- Excerpt to read
Thursday, December 3, 2009

fake flower video

I made this video using my collection of images of fake flowers. The images were autocropped in Photoshop so that all the compositional choices were made by the computer. The audio is a midi version of "Steal My Sunshine" by Len, a pop song from 1995.

Monday, November 30, 2009

dioramas

I'm currently researching dioramas as a form of analog virtual reality. Before anyone dreamed of CGI or virtual reality googles, dioramas allowed viewers to project themselves into a simulated space for purposes of entertainment or education. An image in three dimensions, the space inside a diorama functions like a complete world. To the imagination this space extends beyond the boundaries of its container. We enter it through our eyes and in some ways, it becomes more real that what is around it.


Grey wolf diorama from the American Museum of Natural History

Photographer Hiroshi Sugimoto described his first experience of the natural history dioramas as hallucinogenic. "When I first saw them I felt as if I'd taken drugs . . . Perhaps the whole world around me might be completely dead."

- Information supplied

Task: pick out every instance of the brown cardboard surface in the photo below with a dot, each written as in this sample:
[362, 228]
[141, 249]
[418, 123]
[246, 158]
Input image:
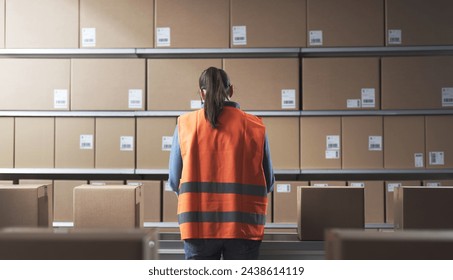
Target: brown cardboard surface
[423, 208]
[285, 201]
[269, 23]
[109, 206]
[359, 151]
[74, 142]
[48, 24]
[420, 22]
[341, 83]
[439, 139]
[118, 23]
[152, 195]
[34, 142]
[63, 199]
[78, 244]
[110, 152]
[374, 200]
[7, 140]
[108, 84]
[173, 83]
[344, 244]
[283, 137]
[153, 142]
[36, 81]
[389, 197]
[194, 24]
[404, 138]
[416, 82]
[263, 83]
[313, 142]
[321, 208]
[346, 23]
[24, 206]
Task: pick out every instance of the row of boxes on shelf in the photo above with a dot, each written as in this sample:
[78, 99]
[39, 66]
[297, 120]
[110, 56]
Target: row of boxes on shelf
[359, 83]
[229, 23]
[347, 142]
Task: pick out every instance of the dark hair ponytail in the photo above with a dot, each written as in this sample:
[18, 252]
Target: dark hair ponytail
[217, 86]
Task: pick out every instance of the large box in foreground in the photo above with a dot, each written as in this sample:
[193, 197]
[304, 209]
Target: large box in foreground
[320, 208]
[108, 206]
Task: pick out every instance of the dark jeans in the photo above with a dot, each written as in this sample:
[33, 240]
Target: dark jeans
[216, 249]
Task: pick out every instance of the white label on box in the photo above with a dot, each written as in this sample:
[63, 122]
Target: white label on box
[286, 188]
[239, 35]
[126, 143]
[60, 98]
[86, 142]
[353, 103]
[375, 143]
[166, 143]
[315, 37]
[332, 154]
[332, 142]
[395, 37]
[418, 158]
[436, 158]
[368, 97]
[135, 99]
[447, 97]
[88, 37]
[391, 186]
[288, 99]
[163, 36]
[196, 104]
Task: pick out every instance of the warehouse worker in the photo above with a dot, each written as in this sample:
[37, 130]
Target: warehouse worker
[221, 169]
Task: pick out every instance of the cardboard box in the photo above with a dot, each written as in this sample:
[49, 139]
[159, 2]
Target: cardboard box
[152, 197]
[268, 23]
[439, 139]
[283, 137]
[422, 82]
[362, 142]
[63, 199]
[34, 142]
[169, 204]
[285, 201]
[264, 83]
[374, 200]
[347, 23]
[108, 84]
[404, 142]
[24, 206]
[50, 24]
[320, 143]
[7, 140]
[423, 208]
[389, 197]
[154, 141]
[186, 24]
[167, 93]
[344, 244]
[110, 206]
[341, 83]
[416, 23]
[115, 143]
[116, 24]
[321, 208]
[78, 244]
[74, 142]
[42, 84]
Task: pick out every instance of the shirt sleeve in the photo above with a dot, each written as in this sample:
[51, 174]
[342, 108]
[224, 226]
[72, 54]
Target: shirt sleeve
[175, 163]
[267, 166]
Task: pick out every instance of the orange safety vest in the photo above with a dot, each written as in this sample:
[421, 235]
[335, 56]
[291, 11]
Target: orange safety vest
[222, 191]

- Instructions
1. Quote the blog post word for word, beginning at the words "fake flower video" and stopping after "is around it.".
2. In the blog post, what song is the audio for the fake flower video a midi version of?
Work only from the blog post, not the records.

- Answers to the tasks
1.
fake flower video

I made this video using my collection of images of fake flowers. The images were autocropped in Photoshop so that all the compositional choices were made by the computer. The audio is a midi version of "Steal My Sunshine" by Len, a pop song from 1995.

Monday, November 30, 2009

dioramas

I'm currently researching dioramas as a form of analog virtual reality. Before anyone dreamed of CGI or virtual reality googles, dioramas allowed viewers to project themselves into a simulated space for purposes of entertainment or education. An image in three dimensions, the space inside a diorama functions like a complete world. To the imagination this space extends beyond the boundaries of its container. We enter it through our eyes and in some ways, it becomes more real that what is around it.

2. "Steal My Sunshine" by Len, a pop song from 1995.